» Given exercise
Give the entries again exactly, every one of them.
★ ★ ★
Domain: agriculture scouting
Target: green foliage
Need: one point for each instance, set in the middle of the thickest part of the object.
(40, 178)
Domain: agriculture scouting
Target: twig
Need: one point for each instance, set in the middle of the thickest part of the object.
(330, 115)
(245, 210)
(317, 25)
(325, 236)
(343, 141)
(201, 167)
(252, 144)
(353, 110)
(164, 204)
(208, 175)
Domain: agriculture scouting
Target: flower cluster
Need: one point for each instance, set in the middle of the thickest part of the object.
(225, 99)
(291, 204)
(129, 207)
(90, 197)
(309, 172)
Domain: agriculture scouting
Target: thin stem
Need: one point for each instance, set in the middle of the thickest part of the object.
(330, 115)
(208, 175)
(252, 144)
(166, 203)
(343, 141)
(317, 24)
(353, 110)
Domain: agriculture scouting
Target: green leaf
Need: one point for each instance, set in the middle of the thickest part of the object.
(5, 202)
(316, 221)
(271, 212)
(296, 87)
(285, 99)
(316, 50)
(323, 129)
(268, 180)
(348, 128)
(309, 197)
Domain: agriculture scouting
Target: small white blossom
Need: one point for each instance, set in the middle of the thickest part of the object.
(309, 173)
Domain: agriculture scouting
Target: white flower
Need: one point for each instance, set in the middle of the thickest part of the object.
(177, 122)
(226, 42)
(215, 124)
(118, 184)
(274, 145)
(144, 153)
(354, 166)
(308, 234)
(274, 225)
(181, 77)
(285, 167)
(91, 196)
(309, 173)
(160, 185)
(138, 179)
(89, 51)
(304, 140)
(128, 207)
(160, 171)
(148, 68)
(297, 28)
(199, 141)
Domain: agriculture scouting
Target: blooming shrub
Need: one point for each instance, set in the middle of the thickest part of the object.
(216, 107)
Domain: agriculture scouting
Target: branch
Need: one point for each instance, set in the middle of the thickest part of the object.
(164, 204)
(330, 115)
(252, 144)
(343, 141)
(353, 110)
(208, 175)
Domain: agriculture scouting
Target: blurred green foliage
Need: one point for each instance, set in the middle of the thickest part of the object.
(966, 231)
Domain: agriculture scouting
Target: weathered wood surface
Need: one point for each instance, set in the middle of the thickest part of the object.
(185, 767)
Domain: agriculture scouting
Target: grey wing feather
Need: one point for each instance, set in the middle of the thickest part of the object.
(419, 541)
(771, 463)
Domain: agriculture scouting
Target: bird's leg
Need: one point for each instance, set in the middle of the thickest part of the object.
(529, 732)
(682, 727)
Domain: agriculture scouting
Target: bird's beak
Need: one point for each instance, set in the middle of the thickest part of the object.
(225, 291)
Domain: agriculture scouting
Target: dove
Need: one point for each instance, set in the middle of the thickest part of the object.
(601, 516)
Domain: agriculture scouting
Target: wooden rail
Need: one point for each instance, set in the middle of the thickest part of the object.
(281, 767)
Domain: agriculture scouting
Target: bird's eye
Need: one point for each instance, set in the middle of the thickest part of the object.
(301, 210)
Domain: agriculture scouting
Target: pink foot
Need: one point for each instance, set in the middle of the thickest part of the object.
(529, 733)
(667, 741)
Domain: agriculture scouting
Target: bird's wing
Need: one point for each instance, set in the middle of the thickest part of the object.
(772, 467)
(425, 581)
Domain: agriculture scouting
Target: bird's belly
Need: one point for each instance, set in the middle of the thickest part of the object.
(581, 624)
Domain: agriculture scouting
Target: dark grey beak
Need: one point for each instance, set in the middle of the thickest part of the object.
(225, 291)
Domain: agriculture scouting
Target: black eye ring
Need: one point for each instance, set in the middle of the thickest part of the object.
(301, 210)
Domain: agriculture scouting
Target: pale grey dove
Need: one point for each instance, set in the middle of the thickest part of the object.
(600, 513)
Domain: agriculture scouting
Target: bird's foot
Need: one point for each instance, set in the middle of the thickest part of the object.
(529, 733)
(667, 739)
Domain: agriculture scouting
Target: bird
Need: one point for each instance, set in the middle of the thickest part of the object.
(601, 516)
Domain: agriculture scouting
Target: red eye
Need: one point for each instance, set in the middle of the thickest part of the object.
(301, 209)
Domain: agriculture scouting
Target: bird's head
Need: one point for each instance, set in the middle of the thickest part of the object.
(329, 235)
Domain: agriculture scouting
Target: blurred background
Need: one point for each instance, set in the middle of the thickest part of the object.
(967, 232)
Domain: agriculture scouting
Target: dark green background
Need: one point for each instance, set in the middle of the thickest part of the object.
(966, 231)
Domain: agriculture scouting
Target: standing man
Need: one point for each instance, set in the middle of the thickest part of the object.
★ ★ ★
» Response
Domain: agriculture scouting
Target: green foliage
Need: one point for each instance, set in the middle of the thickest part of the object.
(40, 178)
Domain: agriculture scouting
Target: twig
Need: one point for each instance, set in the middle of the thickest part of the object.
(330, 115)
(245, 210)
(317, 25)
(325, 236)
(343, 141)
(201, 167)
(252, 144)
(353, 110)
(164, 204)
(208, 175)
Domain: agriculture scouting
Target: flower cluster
Need: one point for each instance, set in the middle of the thickest part of the object.
(225, 99)
(291, 204)
(129, 207)
(90, 197)
(309, 172)
Domain: agriculture scouting
Target: thin stem
Need: one point for each instance, set in the middle of the thickest part of the object.
(330, 115)
(208, 175)
(252, 144)
(166, 203)
(343, 141)
(317, 24)
(353, 110)
Domain: agriculture scouting
Target: green leaf
Need: one point for each instance, set in the middle of the thickest part of the object.
(5, 202)
(316, 221)
(271, 212)
(296, 87)
(285, 99)
(316, 50)
(323, 129)
(268, 180)
(348, 128)
(309, 197)
Domain: agriculture scouting
Target: small white blossom
Need: one point for each instance, set in the middle of the thickest part of the object.
(309, 173)
Domain: agriculture scouting
Target: white flower
Need: one point for each instance, set in the middle of the thickest part of the object.
(177, 122)
(226, 42)
(215, 124)
(118, 184)
(274, 145)
(144, 153)
(354, 166)
(308, 234)
(274, 225)
(181, 77)
(285, 167)
(91, 196)
(309, 173)
(160, 185)
(138, 179)
(89, 51)
(304, 140)
(128, 207)
(160, 171)
(148, 68)
(297, 28)
(199, 141)
Domain: agriculture scouting
Target: blooming shrub
Need: one point for each instance, set in the middle of the thickest part of the object.
(216, 107)
Domain: agriculture scouting
Target: branch
Need: one point for each instance, set in the middle of the thickest part of the object.
(164, 204)
(330, 115)
(252, 144)
(343, 141)
(353, 110)
(208, 175)
Domain: agriculture scouting
Target: blurred green foliage
Need: one point for each instance, set in the middle of the thickest part of the object.
(966, 231)
Domain: agriculture scouting
Target: weathered wood surface
Need: one point for each instance, set in the middle of the thickest part of the object.
(185, 767)
Domain: agriculture scouting
Target: grey wing feather
Need: one point for each instance, set in the middle of the thickest part of the object.
(419, 541)
(771, 463)
Domain: agriculture scouting
Target: bird's leg
Need: one point for each instance, set in the middle of the thickest part of the object.
(529, 732)
(682, 727)
Domain: agriculture scouting
Target: bird's beak
Need: one point for each instance, set in the middle of the thickest part of the object.
(225, 291)
Domain: agriculture scouting
Target: dove
Need: one point for each instance, set in the middle of the thickest part of the object.
(601, 516)
Domain: agriculture scouting
Target: wooden rail
Need: one point for each instance, set in the middle of the thickest part of the object.
(281, 767)
Domain: agriculture scouting
Target: bird's eye
Need: one point for each instance, set in the middle of the thickest part of the object.
(301, 210)
Domain: agriculture scouting
Target: pink foot
Need: one point for each instance, set in the middle of the thickest part of the object.
(529, 733)
(667, 741)
Domain: agriculture scouting
Target: bird's wing
Need: one point for each instance, set in the middle of the thickest part of the object.
(772, 467)
(425, 581)
Domain: agriculture scouting
Target: bird's belly
Need: one point for each instance, set in the middle of the thickest part of the object.
(581, 624)
Domain: agriculture scouting
Target: dark grey beak
Need: one point for each instance, set in the middle of the thickest part of the object.
(225, 291)
Domain: agriculture scouting
Target: black eye ring
Need: one point for each instance, set in the middle of the thickest part of the object.
(301, 210)
Domain: agriculture scouting
Target: pale grey dove
Need: one point for each instance, set in the middle of the thickest part of the object.
(600, 513)
Domain: agriculture scouting
Target: bird's foot
Need: one point for each instance, set in the middle of the thickest part of the object.
(529, 733)
(667, 739)
Domain: agriculture scouting
Target: bird
Need: one point for each instance, set in the middle of the thickest part of the object.
(601, 516)
Domain: agriculture scouting
Target: red eye
Need: one point for each instance, set in the middle of the thickest part of the object.
(301, 209)
Domain: agriculture scouting
Target: bird's head
Need: one point for each instance, set in the middle of the thickest part of the object.
(329, 235)
Domain: agriculture scouting
Target: blurred background
Need: one point for each instance, set in the middle of the thickest part of the object.
(967, 232)
Domain: agriculture scouting
Target: dark green background
Need: one point for each instance, set in the middle of the thickest part of the object.
(966, 231)
Domain: agriculture scouting
Target: standing man
Need: one point for each instance, set in the middle of the thickest part of the object.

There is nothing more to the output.